== Kutipan Teks ==

Kelompok Cipayung: Quo Vadis Pemberantasan Terorisme?

Diskusi ini menyusul soal pengesahan Revisi UU Anti Terorisme pada 25 Mei lalu yang memberi titik cerah dalam pemberantasan sel-sel terorisme di Indonesia.
Dalam Diskusi Forum Sekjen Nasional Cipayung ini juga dibarengi dengan buka puasa bersama dengan organisasi mahasiswa lainnya seperti HIKMAHDUDHI, HMI, IMM, KAMMI, KMHDI, PMII, dan PMKRI. (Ard)

Jakarta, (Tagar 31/5/2018) - Organisasi kemahasiswaan kembali mengadakan diskusi di Sekretariat Pengurus Pusat Gerakan Mahasiswa Kristen Indonesia (GMKI) dengan mengangkat topik '20 Tahun Reformasi: Quo Vadis Pemberantasan Terorisme?'.

Diskusi ini menyusul soal pengesahan Revisi UU Anti Terorisme pada 25 Mei lalu yang memberi titik cerah dalam pemberantasan sel-sel terorisme di Indonesia.

Bukan Bungkam Demokrasi
Sekretaris Umum PP GMKI, Alan Christian Singkali menyampaikan, perlu untuk mendukung segala upaya pemerintah untuk memerangi terorisme. Hal ini harus dibarengi dengan pemantauan yang ketat terhadap implementasi revisi UU agar tidak disalahgunakan dengan pelibatan TNI didalamnya.

"Motif gangguan keamanan dan motif politik perlu dijabarkan lebih komprehensif agar dapat dipahami oleh masyarakat. Implementasinya tidak boleh membungkam demokrasi (gerakan mahasiswa dan rakyat), ataupun dan melanggar HAM," jelas Alan, Rabu (30/5).

Sementara Sekjen Eksekutif Nasional LMND, Muhammad Asrul menjelaskan bahwa terorisme dilahirkan dan diciptakan oleh negara-negara imperialisme.

"Terorisme dijadikan sebagai alat masuk kepentingan imperialisme untuk ekspansi kapital. Isu terorisme menguat tidak lepas dari peran Amerika lewat presiden George Bush dengan kampanye War On Terorism," ujar Asrul.

===

* [Yang Perlu Dikerjakan]
Tolong lanjutkan berita tentang diskusi pemberantasan terorisme di atas, mulai setelah kalimat terakhirnya.

== Cuplikan Dataset ==

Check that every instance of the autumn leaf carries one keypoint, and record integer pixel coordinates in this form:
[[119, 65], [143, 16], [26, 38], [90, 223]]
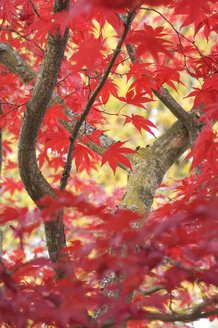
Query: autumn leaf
[[114, 155], [150, 40]]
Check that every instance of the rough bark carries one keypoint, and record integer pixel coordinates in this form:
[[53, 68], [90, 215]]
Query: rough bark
[[152, 163], [11, 59], [33, 180]]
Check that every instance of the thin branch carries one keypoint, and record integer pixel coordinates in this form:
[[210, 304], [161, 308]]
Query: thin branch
[[91, 100], [181, 35], [13, 109], [22, 36], [15, 63], [165, 97], [34, 8]]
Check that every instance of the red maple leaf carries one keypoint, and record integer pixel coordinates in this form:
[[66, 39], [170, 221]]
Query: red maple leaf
[[136, 99], [114, 155], [149, 40]]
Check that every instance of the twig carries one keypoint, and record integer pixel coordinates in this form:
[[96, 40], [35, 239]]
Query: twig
[[34, 8], [22, 36], [184, 37], [91, 100], [15, 108]]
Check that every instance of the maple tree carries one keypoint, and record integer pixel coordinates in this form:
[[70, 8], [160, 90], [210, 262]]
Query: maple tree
[[128, 266]]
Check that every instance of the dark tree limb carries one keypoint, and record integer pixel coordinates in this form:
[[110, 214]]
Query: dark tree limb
[[1, 141], [33, 180], [92, 98], [11, 59]]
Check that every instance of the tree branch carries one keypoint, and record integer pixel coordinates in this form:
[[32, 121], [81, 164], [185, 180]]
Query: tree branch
[[33, 180], [82, 117], [34, 8], [15, 63]]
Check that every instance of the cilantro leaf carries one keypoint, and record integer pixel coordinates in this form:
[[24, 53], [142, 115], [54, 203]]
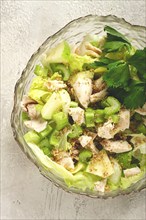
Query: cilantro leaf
[[103, 62], [138, 60], [114, 35], [114, 46], [118, 74], [136, 96]]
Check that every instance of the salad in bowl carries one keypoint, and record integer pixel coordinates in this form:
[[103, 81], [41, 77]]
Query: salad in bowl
[[84, 113]]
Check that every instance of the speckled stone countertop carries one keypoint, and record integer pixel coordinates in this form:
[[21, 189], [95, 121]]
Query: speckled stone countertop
[[25, 194]]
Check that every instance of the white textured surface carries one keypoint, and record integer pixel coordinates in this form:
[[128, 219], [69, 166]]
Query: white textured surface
[[25, 193]]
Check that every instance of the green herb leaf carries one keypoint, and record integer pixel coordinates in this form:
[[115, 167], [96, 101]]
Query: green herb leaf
[[114, 35], [103, 62], [114, 46], [117, 75], [136, 97], [138, 60]]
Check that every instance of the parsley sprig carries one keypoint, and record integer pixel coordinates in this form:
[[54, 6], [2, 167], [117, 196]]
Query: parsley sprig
[[126, 79]]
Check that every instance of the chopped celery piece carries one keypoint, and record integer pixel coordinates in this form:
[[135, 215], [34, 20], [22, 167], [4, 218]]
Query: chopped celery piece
[[61, 69], [125, 159], [46, 131], [100, 70], [100, 165], [55, 138], [116, 176], [89, 119], [46, 151], [73, 104], [127, 181], [76, 62], [44, 143], [76, 131], [56, 76], [99, 116], [39, 83], [115, 118], [85, 156], [32, 137], [61, 120], [141, 129], [58, 54], [65, 98], [80, 166], [40, 71], [39, 95], [53, 105], [143, 162], [112, 105], [25, 116], [137, 117], [39, 108]]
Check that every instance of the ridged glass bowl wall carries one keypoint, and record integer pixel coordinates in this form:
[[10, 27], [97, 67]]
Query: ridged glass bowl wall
[[73, 33]]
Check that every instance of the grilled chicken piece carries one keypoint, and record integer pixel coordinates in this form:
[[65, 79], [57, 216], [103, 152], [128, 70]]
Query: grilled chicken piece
[[36, 124], [139, 142], [63, 158], [107, 130], [116, 146], [87, 142], [77, 115], [124, 121], [83, 90], [132, 171]]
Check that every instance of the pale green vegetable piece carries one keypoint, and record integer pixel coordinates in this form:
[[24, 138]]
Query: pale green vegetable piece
[[53, 105], [76, 62], [100, 165], [50, 165], [39, 83], [38, 95], [115, 177], [127, 181], [58, 54], [66, 100]]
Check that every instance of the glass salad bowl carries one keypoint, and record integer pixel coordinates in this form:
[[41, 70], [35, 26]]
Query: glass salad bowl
[[73, 33]]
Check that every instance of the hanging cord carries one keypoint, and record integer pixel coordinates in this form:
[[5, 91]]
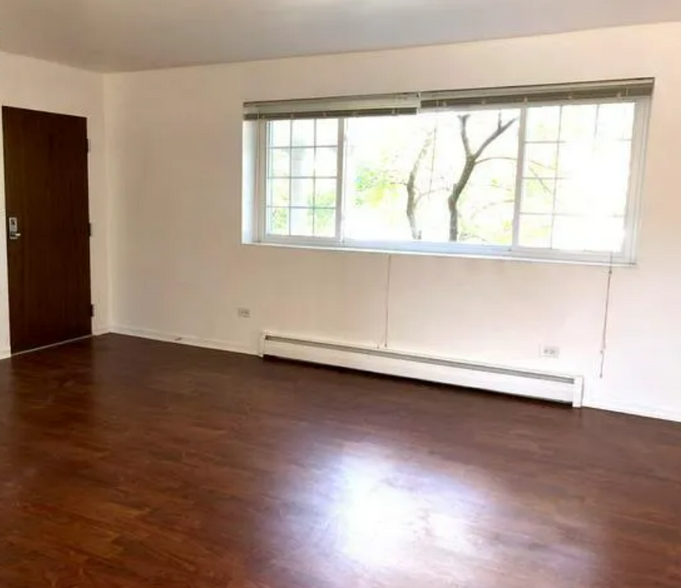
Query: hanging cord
[[388, 280], [606, 318]]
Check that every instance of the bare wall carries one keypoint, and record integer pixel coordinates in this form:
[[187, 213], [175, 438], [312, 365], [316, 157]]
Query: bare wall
[[39, 85], [179, 270]]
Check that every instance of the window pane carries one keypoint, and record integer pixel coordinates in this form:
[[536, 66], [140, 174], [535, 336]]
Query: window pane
[[538, 196], [277, 221], [303, 133], [278, 193], [324, 223], [402, 171], [301, 222], [535, 230], [327, 132], [616, 121], [302, 162], [326, 162], [578, 122], [588, 234], [302, 192], [325, 193], [279, 163], [280, 133], [575, 159], [543, 123], [540, 160]]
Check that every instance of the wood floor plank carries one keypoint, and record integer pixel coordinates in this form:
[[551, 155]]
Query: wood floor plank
[[129, 463]]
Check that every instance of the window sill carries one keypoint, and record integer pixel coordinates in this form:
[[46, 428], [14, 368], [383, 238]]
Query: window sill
[[517, 256]]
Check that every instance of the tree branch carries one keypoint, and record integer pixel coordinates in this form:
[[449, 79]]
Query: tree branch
[[463, 119], [500, 130]]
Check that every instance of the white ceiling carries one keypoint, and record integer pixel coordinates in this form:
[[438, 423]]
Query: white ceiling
[[117, 35]]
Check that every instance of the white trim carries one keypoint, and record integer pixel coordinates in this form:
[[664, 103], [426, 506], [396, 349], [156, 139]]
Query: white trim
[[183, 339], [633, 409], [390, 249], [625, 256]]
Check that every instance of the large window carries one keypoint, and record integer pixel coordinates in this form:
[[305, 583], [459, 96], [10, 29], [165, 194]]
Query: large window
[[527, 172]]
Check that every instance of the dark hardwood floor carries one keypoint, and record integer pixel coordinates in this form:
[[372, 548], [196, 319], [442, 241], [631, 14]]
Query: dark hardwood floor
[[129, 463]]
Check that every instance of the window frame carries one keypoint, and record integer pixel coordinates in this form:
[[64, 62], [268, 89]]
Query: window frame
[[627, 255]]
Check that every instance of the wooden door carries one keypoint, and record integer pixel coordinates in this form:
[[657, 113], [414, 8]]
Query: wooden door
[[48, 228]]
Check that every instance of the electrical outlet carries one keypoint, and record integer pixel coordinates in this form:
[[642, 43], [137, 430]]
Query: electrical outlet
[[550, 351]]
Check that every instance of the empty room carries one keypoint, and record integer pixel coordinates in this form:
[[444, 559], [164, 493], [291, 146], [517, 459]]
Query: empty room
[[340, 294]]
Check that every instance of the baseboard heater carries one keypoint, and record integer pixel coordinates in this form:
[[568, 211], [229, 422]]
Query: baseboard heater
[[494, 378]]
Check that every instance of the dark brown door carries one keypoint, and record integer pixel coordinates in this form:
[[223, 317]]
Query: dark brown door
[[48, 244]]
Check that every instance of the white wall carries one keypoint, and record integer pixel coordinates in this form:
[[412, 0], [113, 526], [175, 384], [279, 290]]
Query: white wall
[[179, 270], [38, 85]]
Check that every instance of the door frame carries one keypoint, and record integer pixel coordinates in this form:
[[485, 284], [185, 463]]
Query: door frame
[[5, 329]]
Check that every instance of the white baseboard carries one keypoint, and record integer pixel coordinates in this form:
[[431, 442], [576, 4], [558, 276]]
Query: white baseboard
[[610, 406], [183, 339], [652, 412]]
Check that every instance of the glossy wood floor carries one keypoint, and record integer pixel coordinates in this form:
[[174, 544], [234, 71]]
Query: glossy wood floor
[[129, 463]]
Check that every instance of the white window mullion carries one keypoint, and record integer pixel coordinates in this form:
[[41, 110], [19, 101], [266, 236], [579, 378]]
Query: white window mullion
[[520, 175], [340, 181], [638, 147], [261, 181]]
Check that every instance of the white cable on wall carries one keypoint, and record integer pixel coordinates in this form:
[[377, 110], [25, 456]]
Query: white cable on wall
[[386, 330], [606, 318]]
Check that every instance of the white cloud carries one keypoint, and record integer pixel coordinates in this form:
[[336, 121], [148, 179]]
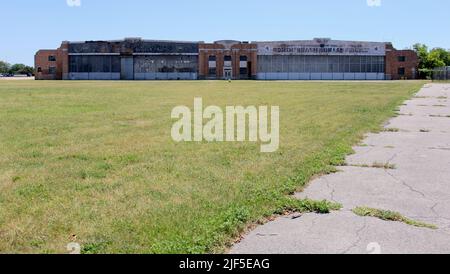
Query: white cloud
[[73, 3], [374, 3]]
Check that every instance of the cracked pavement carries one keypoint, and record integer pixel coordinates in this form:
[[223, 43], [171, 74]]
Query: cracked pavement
[[418, 188]]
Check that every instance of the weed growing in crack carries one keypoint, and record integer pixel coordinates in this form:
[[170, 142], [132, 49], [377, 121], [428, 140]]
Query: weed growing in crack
[[387, 215]]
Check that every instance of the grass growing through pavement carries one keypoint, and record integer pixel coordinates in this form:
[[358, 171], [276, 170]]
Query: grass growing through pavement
[[94, 161], [387, 215]]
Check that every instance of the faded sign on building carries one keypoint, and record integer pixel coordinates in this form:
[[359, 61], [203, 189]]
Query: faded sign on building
[[321, 47]]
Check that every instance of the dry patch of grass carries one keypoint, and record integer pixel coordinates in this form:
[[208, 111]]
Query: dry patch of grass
[[95, 160]]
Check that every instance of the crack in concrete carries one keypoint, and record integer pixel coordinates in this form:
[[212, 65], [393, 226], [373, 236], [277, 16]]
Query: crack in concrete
[[333, 191], [406, 185], [358, 236]]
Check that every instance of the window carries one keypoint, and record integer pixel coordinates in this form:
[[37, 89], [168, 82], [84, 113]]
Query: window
[[402, 58], [212, 71]]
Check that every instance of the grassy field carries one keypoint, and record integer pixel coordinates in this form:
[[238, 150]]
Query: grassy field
[[94, 162]]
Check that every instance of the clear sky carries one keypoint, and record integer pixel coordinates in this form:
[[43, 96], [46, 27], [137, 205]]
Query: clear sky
[[39, 24]]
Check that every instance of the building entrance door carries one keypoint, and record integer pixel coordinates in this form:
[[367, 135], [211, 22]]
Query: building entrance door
[[127, 68], [228, 73]]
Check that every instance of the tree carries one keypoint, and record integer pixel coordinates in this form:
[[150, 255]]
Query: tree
[[441, 54], [21, 69], [430, 60], [4, 67]]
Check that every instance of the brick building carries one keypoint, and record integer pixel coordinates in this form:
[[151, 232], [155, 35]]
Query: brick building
[[227, 60], [138, 59]]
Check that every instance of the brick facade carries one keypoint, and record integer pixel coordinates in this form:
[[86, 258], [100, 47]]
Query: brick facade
[[401, 64], [52, 64], [241, 63], [236, 50]]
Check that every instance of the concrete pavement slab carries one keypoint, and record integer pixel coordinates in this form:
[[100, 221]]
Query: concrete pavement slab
[[416, 184]]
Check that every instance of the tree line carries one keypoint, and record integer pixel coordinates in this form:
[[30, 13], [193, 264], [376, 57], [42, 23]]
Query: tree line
[[6, 68], [431, 59]]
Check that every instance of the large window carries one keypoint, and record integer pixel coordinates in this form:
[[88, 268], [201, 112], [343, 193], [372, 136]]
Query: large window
[[94, 63], [165, 64], [320, 64]]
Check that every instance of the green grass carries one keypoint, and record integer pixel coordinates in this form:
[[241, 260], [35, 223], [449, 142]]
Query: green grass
[[95, 161], [387, 215]]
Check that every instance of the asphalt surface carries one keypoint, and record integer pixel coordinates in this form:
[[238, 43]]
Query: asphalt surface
[[418, 187]]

===

* [Jawaban Latihan]
"Terbukanya kran demokrasi di akhir 90an mengakibatkan tumbuh suburnya berbagai ideologi, termasuk liberalisme yang mengundang imperialisme," sambungnya.

Sedangkan Sekjen DPP GMNI Clance Teddy menyebut evaluasi 20 tahun reformasi perlu dilakukan semua anak bangsa.

Menurutnya ada beberapa faktor penyebab yang bisa mendorong seseorang atau kelompok untuk melakukan aksi terorisme, antara lain, Ideologi/Pendidikan, serta Ekonomi/Ketimpangan Sosial (rasa ketidakadilan).

"Negara dalam menanggulangi aksi terorisme harus melihat ketiga faktor ini, sehingga dalam penanggulangan aksi teror negara dapat menggunakan metode atau pendekatan yang tepat," ucap Teddy.

Sehingga dari situasi yang dijelaskan di atas ada beberapa upaya yang perlu dilakukan negara agar tidak kalah terhadap terorisme, antara lain:

1. Memperkuat konsolidasi penegak hukum dalam proses penanggulangan terorisme (BIN, BNPT, Kepolisian, Densus 88).

2. Menguatkan semangat persatuan nasional seluruh rakyat Indonesia dengan mengedepankan pentingnya berbangsa dan bernegara berlandaskan pada Pancasila dan UUD 1945.

3. Meningkatkan peran dunia pendidikan dan merevisi kurikulum pendidikan agar tetap berlandaskan pada budaya gotong royong.

4. Meningkatkan kesejahteraan rakyat dan mengurangi ketimpangan ekonomi.

5. Melawan terorisme dengan menguatkan sentimen anti-imperialisme. (ard)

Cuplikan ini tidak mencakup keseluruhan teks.